What you should do: Whenever the word "rock" shows up in a line of the data, copy that line.

Data to use:
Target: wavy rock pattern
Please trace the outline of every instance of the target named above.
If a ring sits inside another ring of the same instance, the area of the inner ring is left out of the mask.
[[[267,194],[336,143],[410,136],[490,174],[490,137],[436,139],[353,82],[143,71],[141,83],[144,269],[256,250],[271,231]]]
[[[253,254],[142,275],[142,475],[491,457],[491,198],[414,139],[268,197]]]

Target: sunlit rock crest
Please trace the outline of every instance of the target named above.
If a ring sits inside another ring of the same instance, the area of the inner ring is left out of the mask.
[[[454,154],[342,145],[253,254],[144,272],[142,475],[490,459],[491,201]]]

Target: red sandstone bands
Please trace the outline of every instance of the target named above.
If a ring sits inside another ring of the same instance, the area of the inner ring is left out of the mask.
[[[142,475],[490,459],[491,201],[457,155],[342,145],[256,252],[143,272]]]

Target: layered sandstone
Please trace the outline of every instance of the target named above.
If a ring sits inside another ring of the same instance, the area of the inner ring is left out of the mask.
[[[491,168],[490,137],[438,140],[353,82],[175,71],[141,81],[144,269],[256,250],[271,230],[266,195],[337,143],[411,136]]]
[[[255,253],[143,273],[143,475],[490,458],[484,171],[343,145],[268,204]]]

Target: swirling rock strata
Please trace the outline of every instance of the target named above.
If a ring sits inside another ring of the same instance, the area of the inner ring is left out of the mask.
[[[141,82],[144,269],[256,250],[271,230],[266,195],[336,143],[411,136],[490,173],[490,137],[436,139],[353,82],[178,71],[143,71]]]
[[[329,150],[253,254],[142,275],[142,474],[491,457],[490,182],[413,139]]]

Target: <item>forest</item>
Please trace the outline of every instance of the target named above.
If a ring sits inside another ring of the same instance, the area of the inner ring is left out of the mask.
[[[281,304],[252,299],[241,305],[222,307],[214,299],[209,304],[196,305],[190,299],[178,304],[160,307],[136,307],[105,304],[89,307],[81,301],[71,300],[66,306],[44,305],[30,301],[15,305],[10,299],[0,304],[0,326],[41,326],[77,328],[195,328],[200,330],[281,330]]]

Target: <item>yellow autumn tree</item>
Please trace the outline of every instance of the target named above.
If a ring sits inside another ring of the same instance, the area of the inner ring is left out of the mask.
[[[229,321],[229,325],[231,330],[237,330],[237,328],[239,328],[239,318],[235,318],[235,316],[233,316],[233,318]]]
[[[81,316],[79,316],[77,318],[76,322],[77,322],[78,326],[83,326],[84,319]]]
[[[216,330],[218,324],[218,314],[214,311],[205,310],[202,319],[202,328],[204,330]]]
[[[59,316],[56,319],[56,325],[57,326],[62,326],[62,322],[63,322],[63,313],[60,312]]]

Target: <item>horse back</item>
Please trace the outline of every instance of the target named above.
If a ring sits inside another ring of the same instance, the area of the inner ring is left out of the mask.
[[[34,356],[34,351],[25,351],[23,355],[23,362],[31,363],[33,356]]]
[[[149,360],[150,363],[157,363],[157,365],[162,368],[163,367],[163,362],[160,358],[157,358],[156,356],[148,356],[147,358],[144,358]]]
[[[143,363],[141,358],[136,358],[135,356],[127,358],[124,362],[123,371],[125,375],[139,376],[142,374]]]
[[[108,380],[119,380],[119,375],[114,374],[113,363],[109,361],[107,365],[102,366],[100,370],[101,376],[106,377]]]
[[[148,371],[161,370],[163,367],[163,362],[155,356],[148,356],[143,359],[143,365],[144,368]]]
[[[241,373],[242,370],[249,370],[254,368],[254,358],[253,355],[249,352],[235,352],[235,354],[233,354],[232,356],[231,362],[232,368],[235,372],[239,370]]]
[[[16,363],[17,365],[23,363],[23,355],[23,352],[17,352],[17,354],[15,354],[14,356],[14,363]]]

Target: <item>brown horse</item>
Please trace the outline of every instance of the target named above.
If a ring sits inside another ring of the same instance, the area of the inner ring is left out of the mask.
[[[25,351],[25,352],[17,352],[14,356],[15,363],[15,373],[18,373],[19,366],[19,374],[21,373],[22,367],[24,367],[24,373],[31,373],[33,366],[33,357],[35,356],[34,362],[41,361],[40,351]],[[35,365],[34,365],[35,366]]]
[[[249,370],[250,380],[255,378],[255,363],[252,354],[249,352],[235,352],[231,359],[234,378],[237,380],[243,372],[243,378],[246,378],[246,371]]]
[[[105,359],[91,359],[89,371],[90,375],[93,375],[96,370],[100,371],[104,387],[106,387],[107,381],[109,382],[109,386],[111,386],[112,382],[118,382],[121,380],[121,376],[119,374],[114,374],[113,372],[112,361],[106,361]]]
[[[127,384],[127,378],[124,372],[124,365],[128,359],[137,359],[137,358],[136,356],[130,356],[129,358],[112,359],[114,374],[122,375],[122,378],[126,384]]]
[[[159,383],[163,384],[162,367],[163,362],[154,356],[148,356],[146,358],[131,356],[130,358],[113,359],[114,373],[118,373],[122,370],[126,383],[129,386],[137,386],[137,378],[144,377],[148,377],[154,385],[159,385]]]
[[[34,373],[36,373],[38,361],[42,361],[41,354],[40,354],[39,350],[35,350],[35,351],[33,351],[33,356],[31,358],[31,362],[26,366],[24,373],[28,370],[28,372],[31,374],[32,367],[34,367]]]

Answer area:
Target: wavy rock pattern
Target: sunlit rock crest
Target: swirling rock strata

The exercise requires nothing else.